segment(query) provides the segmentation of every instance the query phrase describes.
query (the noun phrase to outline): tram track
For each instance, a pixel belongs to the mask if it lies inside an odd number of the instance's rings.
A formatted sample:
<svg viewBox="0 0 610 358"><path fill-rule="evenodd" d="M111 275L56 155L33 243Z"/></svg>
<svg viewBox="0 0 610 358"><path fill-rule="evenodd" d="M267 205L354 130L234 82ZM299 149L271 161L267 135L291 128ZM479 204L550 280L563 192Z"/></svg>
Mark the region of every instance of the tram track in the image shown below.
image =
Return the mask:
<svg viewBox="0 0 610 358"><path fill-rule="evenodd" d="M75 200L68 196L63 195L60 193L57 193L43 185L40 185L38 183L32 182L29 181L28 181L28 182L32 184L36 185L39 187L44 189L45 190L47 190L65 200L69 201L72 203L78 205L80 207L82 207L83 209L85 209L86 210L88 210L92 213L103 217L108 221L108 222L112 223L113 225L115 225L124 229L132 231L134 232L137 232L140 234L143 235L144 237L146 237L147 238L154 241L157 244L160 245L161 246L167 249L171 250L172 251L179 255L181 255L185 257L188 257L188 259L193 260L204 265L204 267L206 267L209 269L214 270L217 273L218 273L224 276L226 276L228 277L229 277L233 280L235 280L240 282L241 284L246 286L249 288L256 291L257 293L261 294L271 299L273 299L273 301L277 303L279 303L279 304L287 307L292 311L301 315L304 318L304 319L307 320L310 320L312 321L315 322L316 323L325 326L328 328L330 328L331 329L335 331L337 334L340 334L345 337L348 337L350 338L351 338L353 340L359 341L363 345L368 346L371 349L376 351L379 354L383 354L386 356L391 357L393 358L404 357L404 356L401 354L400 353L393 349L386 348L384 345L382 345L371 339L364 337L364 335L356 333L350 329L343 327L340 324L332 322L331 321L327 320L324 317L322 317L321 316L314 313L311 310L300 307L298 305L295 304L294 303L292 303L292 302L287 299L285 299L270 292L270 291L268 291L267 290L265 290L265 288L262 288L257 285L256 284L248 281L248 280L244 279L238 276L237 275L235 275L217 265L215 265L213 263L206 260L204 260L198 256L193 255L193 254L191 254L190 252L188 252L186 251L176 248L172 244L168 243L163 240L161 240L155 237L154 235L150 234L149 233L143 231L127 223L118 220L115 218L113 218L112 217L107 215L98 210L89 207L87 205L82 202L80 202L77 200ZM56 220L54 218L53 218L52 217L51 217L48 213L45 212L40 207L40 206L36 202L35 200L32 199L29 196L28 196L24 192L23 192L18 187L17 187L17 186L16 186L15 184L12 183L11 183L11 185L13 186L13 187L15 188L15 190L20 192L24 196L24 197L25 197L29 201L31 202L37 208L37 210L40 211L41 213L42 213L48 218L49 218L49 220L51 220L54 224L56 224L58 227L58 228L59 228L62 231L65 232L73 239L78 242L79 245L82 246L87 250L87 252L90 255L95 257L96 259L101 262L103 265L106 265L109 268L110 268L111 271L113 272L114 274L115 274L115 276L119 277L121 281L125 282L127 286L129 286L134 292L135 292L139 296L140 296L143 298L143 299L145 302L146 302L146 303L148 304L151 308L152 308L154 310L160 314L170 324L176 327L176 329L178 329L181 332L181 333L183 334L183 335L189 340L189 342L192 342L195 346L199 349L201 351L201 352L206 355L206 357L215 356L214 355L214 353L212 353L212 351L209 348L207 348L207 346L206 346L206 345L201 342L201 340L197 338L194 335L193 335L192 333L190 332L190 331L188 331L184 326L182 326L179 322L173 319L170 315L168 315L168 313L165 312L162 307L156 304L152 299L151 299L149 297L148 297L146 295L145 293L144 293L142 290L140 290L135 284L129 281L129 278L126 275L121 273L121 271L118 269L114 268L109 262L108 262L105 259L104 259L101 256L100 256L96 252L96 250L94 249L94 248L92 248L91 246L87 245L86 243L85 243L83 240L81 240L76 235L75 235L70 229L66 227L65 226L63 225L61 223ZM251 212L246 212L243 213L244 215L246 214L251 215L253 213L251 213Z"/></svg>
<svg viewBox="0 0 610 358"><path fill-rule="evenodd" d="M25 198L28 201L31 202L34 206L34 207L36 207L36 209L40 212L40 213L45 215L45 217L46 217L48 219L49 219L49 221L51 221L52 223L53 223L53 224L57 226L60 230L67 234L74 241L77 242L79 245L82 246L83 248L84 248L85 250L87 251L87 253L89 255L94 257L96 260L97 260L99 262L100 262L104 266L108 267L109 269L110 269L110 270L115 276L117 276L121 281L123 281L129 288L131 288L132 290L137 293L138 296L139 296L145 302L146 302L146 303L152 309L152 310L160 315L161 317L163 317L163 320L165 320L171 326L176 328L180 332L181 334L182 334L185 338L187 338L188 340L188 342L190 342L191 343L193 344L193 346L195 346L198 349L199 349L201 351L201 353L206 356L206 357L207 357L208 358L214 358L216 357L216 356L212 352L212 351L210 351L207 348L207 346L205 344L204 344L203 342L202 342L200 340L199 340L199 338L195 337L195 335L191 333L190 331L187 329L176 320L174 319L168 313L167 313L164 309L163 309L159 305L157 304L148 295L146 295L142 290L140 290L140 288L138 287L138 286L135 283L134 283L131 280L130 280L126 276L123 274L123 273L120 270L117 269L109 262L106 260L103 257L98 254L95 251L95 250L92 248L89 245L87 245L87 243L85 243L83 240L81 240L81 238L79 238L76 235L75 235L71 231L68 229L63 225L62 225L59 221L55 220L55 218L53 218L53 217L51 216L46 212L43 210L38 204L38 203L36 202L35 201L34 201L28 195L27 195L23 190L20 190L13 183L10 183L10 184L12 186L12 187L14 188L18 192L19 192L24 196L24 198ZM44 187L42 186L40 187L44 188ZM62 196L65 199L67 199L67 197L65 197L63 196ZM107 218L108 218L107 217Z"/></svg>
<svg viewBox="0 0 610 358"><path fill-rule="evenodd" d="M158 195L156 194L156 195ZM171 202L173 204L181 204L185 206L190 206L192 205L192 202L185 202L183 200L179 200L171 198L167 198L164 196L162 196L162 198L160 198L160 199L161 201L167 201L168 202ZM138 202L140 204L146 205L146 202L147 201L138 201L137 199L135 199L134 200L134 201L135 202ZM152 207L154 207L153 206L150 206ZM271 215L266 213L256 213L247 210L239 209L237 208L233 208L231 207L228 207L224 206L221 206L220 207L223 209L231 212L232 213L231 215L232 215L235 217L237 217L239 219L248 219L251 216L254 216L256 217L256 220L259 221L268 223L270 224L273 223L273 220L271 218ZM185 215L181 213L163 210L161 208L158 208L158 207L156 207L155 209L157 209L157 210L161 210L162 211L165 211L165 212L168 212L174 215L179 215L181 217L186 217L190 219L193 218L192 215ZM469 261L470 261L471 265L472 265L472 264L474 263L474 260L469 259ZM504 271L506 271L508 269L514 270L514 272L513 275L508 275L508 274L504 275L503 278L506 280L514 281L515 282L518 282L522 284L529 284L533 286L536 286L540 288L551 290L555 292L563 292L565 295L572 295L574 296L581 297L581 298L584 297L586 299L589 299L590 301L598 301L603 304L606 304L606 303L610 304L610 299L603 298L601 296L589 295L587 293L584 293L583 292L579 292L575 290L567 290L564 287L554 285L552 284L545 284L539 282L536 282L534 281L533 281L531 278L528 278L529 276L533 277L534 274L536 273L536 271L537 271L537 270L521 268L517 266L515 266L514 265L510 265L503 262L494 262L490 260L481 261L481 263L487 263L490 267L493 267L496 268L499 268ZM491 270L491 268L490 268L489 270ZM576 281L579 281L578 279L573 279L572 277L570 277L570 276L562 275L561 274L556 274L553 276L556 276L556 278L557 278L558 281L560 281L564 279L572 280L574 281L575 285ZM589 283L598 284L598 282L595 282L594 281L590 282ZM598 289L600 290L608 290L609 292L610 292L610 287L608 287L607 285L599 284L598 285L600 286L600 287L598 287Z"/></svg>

•••••

Count the lines in the items above that contain the string "image". Reply with the number alone.

2